◆ **EXCERPT**
________________________________________

I mean, with great success was an important part of his plank.
And, you know, in a way, I mean, he said he was going to increase the military budget.
But the only time Trump has generally been pretty successful in achieving, you know, what he said he would do, except when it comes to foreign adventures and the military.
And, you know, he said he wanted to pull out of Afghanistan.
We're still there.
He said he wants to pull out of Syria.
Well, that got nixed.
He said, actually, his projected budget for 20 defense budget for 2020 was a cut down to a mere 700 billion dollars.
And there was an immediate scream of rage from the you know, the military, the military's, you know, very large caucus in in Congress and from the Pentagon.
And hey, presto, suddenly the amount gets put up to, you know, they get an increase instead to 750.
So, you know, Trump himself, I really don't think wants to go to war with Iran, but he's an idiot.
And so therefore he can't, you know, when, you know, the people around him, you know, the spokesman for the neocons like Bolton and for the military industrial complex who think a nice little war would be good for them.
I mean, good for the good for the budget.
He doesn't seem to know how to stop it.
Well, we'll see.
But that's my read.
You're exactly right.
Of course.
And this is exactly as I predicted, right?
He has some, as people say, instincts against this, but he doesn't know anything, which means he can't win an argument with anyone on his staff.
Right, right.
You got it exactly right.
He's an idiot.
It's really too bad, too, because, I mean, the whole thing with being kind of an anti-government sort of populist right winger is you have that whole Jacksonian let's go kick butt thing, but then you also have, you know, essentially a rejection or a refusal to kind of really assent to this whole doctrine of liberal hegemony in the post-World War II order of peace and friendship or whatever they call the American Empire.
It's a load of garbage and it's pretty hard to believe in if you're not really on the inside of the party, you know, in power.
And so somebody like him can really disbelieve in the whole thing.
But then, as you say, he just ain't read enough to stand up for his own view there.
And so the kick butt part, you know, ends up kicking in instead.
And John Bolton talks tough and I like a guy who talks tough.
And so there you go.
That's right.
That's right.
Anyways, yeah, the money.
You know what, Gareth Porter writes this in his book, Perils of Dominance, and some of it, he actually had a new article about this, what, half a year ago or something in Truthout about how, maybe less than that, about how the Vietnam War, it was all about the military and the Navy.

________________________________________

◆ **ACTIONS TO TAKE**
[1] Which book by Gareth Porter is named in the transcript on Trump and military policy?
[2] Continue the transcript on Trump and military policy from the point at which it stops.

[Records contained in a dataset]
________________________________________

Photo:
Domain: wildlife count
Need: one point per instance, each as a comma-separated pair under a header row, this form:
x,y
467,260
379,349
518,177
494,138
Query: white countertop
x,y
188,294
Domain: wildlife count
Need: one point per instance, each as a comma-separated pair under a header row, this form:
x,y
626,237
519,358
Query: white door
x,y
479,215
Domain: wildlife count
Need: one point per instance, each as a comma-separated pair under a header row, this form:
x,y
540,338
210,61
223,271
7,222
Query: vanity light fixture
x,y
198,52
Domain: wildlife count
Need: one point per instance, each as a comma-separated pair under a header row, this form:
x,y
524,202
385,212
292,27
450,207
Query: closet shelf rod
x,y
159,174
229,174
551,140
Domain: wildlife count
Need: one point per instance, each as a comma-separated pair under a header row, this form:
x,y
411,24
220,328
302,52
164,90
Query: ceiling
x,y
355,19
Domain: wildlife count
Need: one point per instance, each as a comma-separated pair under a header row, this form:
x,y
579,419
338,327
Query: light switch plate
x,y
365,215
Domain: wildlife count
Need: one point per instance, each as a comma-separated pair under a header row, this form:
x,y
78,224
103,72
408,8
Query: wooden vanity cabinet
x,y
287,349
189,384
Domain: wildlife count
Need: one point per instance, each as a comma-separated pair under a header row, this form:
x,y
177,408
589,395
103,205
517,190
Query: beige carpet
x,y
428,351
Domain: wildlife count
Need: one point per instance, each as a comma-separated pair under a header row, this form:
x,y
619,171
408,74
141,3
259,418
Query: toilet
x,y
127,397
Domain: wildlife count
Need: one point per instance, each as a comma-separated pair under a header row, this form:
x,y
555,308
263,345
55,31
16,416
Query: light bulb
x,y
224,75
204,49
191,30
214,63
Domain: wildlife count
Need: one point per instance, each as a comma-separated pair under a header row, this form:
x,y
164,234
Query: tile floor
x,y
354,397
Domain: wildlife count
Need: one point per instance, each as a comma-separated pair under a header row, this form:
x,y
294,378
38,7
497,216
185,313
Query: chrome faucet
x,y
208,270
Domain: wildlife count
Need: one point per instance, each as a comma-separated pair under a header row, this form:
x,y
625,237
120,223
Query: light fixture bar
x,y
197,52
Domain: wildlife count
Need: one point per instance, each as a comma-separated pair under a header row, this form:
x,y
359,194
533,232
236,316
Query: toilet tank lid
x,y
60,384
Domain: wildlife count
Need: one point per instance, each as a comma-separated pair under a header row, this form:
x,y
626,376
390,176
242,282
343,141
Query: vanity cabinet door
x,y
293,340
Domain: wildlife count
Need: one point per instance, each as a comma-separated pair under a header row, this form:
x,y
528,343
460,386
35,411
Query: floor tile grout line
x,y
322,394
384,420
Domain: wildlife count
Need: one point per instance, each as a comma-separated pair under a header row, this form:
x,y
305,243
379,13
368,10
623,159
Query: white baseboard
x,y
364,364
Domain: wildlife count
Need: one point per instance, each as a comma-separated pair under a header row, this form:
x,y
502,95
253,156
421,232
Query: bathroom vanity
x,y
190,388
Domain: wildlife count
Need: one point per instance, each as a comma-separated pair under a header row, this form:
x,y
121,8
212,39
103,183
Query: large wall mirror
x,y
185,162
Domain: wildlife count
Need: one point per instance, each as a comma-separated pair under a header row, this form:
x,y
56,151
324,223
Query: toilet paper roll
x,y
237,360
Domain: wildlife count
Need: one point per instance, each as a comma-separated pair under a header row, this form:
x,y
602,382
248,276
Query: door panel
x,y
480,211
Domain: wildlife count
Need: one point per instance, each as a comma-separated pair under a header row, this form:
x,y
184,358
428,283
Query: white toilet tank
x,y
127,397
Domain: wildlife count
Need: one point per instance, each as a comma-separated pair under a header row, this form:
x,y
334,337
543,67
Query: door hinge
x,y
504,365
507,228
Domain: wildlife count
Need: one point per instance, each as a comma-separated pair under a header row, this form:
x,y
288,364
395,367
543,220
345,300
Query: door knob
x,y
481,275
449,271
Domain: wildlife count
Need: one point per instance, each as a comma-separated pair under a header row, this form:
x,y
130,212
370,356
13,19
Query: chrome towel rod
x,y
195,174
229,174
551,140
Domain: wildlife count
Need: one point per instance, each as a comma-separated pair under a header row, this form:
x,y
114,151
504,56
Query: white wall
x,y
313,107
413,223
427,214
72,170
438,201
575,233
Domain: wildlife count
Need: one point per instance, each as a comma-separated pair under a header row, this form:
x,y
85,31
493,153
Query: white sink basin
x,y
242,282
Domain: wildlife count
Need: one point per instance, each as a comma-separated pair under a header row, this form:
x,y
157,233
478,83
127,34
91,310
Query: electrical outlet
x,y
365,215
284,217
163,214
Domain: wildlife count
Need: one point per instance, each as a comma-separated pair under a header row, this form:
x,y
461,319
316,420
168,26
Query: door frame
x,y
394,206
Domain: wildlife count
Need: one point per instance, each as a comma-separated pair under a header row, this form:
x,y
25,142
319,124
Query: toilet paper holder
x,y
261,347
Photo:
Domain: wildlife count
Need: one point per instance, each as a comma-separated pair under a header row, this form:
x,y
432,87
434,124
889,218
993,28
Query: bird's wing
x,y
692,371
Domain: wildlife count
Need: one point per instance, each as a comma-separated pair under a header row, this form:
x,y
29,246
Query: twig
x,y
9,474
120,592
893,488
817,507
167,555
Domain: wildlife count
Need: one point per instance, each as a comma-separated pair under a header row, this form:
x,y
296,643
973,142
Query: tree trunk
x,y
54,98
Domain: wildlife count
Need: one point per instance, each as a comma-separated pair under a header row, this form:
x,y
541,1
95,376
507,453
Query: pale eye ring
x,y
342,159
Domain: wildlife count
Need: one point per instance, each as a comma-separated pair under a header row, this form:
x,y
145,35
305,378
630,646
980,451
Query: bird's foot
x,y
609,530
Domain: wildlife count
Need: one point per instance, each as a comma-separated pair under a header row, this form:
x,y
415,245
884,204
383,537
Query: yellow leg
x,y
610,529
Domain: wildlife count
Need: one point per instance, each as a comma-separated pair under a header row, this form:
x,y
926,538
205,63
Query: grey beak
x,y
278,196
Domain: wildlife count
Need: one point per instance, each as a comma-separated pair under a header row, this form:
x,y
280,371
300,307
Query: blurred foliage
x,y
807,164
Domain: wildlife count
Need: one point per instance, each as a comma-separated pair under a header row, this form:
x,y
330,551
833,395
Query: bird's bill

________________________________________

◆ **OUTPUTS FOR THE TASKS**
[1] Perils of Dominance

[2]
I think it was the Navy he was citing where they were saying that, oh yeah, no, there's a threat to the budget.
We've got to figure out, we have to get some guys on the ground in Vietnam immediately.
I might be confusing my services.
I thought that was what it was.
But anyway, that essentially, that was the root of the Vietnam War was, again, the departments of the military themselves saying we have to find something to do here right now before they take our money away.
Exactly right.
I mean, Gareth's work has been tremendous on that.
And it actually ties in with what I say in this Harper's piece, because just before they went to, you know, they started to build up in Vietnam was when the rate of growth in defense spending was dipping perilously toward that 5% line.
And, you know, hey, presto.
Suddenly, you know, we faced an awesome communist threat in Vietnam and off they went.
It's exactly the system reacting.
And it's sort of uncanny.
That's why I say- And again, wait, clarify again, that 5% signifies what again?
Well, since if you look at if you draw a line of the defense budget from the end of the Korean War to now, you know, if you calculate the amount we have now is at or just slightly actually is pretty much on, but a little tick maybe below, which has been corrected.
The rate of what it would have been if the rate of the budget, it's simply grown at 5% a year ever since 1954.
Since the rate of growth has to stay at 5% or better.
And when it dips below or gets anywhere near that, up comes an emergency.
Exactly.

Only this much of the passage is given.